| Document |
# How do you differentiate y=1/(x+sqrtx) using the chain or quotient rule?

Nov 28, 2016

I will show you how to solve this problem using the chain rule.

We can rewrite $y$ as $y = {\left(x + \sqrt{x}\right)}^{-} 1$.

We let $y = {u}^{-} 1$ and $u = x + \sqrt{x}$.

| Supplied entries |
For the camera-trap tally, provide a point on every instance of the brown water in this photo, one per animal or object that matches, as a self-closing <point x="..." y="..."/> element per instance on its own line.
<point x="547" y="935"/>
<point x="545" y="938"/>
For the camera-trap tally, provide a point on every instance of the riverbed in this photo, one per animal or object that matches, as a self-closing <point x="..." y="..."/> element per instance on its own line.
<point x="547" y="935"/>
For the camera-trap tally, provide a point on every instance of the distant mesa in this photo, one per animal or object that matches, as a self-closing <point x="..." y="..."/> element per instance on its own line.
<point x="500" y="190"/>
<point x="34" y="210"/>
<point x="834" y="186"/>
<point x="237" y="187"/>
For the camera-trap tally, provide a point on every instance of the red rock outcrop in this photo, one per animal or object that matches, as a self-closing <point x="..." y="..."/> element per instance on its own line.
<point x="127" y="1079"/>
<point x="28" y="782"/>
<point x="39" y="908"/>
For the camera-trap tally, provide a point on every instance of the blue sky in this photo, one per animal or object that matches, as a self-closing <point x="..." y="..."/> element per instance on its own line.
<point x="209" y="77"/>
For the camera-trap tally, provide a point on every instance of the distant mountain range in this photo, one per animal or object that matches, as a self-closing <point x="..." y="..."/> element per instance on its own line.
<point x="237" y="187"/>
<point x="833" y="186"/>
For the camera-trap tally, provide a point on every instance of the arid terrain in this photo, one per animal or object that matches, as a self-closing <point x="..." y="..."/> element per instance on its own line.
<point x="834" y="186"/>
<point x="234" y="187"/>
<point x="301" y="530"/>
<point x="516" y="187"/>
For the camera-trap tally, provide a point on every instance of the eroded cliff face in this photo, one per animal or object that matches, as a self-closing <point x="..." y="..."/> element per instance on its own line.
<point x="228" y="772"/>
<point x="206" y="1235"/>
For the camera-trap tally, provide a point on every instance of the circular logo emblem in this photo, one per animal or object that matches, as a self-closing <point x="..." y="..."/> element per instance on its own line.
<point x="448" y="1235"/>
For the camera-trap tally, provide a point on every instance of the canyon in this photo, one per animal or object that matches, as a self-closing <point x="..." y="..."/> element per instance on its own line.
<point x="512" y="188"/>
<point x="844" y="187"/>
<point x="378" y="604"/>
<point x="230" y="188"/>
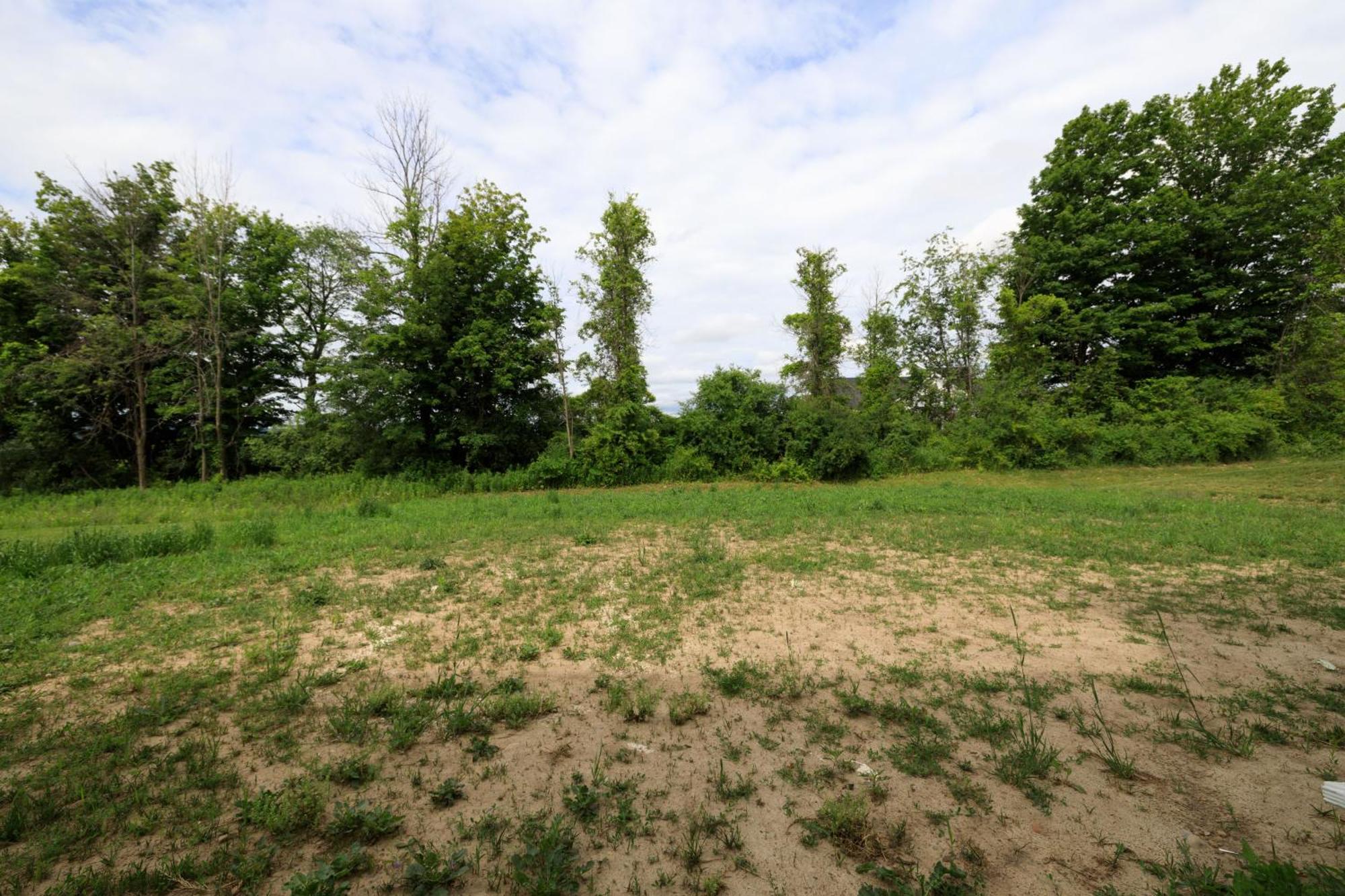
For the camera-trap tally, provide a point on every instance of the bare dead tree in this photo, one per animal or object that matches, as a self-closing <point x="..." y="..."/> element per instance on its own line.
<point x="215" y="229"/>
<point x="410" y="179"/>
<point x="132" y="222"/>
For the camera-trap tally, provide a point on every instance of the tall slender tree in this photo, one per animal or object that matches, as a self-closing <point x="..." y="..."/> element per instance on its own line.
<point x="821" y="329"/>
<point x="329" y="280"/>
<point x="618" y="296"/>
<point x="107" y="252"/>
<point x="944" y="300"/>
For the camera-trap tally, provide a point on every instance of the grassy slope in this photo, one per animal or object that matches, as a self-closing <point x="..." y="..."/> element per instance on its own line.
<point x="1118" y="521"/>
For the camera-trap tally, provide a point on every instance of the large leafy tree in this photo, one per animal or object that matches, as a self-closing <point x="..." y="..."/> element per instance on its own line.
<point x="1178" y="235"/>
<point x="104" y="263"/>
<point x="462" y="376"/>
<point x="329" y="280"/>
<point x="821" y="329"/>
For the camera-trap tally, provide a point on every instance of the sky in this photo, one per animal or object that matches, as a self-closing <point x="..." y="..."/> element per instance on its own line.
<point x="747" y="128"/>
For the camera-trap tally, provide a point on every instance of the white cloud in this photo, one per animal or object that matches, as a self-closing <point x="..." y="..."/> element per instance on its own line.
<point x="747" y="128"/>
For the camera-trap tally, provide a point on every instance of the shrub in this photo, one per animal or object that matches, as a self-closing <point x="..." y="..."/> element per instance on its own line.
<point x="735" y="419"/>
<point x="256" y="533"/>
<point x="687" y="464"/>
<point x="828" y="439"/>
<point x="787" y="470"/>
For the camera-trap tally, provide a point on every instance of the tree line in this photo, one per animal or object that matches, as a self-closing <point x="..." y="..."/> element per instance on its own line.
<point x="1175" y="291"/>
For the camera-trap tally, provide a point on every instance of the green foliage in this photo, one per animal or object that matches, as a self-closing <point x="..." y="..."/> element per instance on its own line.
<point x="362" y="821"/>
<point x="297" y="806"/>
<point x="329" y="877"/>
<point x="431" y="872"/>
<point x="1176" y="233"/>
<point x="618" y="298"/>
<point x="548" y="862"/>
<point x="735" y="420"/>
<point x="827" y="439"/>
<point x="454" y="369"/>
<point x="821" y="329"/>
<point x="96" y="548"/>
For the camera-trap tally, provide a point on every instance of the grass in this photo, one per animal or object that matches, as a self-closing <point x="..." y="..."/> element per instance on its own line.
<point x="408" y="673"/>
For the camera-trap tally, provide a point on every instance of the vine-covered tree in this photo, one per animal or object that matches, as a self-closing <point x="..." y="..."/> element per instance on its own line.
<point x="623" y="442"/>
<point x="619" y="298"/>
<point x="821" y="329"/>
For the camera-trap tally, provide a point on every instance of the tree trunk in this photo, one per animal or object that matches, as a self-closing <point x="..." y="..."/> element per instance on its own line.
<point x="142" y="425"/>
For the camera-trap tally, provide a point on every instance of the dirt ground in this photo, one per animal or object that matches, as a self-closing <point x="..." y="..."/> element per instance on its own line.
<point x="833" y="628"/>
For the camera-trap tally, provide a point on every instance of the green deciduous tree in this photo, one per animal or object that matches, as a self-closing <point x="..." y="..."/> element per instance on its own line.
<point x="329" y="280"/>
<point x="462" y="376"/>
<point x="944" y="300"/>
<point x="106" y="263"/>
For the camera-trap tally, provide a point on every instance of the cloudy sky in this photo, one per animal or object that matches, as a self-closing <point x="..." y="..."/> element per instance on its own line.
<point x="748" y="128"/>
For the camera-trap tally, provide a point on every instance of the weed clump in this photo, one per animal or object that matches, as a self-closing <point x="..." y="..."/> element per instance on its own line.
<point x="548" y="862"/>
<point x="329" y="877"/>
<point x="431" y="872"/>
<point x="295" y="806"/>
<point x="361" y="821"/>
<point x="687" y="705"/>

| Objectives |
a: Do these statements agree with the chain rule explanation? (i) It works the problem with the quotient rule. (ii) It sets u equal to x plus the square root of x. (iii) It rewrites y as a power of x plus the square root of x. Answer yes or no for each and quote the words of the explanation that decide it.
b: Please carry the chain rule explanation on from its last step to the finished derivative.

| Responses to the tasks |
a:
(i) No: "I will show you how to solve this problem using the chain rule."
(ii) Yes: "$u = x + \sqrt{x}$"
(iii) Yes: "We can rewrite $y$ as $y = {\left(x + \sqrt{x}\right)}^{-} 1$."

b:
$\frac{\mathrm{dy}}{\mathrm{du}} = - 1 {u}^{-} 2 = - \frac{1}{u} ^ 2$ and $\frac{\mathrm{du}}{\mathrm{dx}} = 1 + \frac{1}{2} {x}^{- \frac{1}{2}} = 1 + \frac{1}{2 {x}^{\frac{1}{2}}}$

By the chain rule:

$\frac{\mathrm{dy}}{\mathrm{dx}} = \frac{\mathrm{dy}}{\mathrm{du}} \times \frac{\mathrm{du}}{\mathrm{dx}}$

$\frac{\mathrm{dy}}{\mathrm{dx}} = - \frac{1}{u} ^ 2 \times \left(1 + \frac{1}{2 {x}^{\frac{1}{2}}}\right)$

dy/dx = (-2x^(1/2) + 1)/((x + sqrt(x))^2(2x^(1/2))

Hopefully this helps!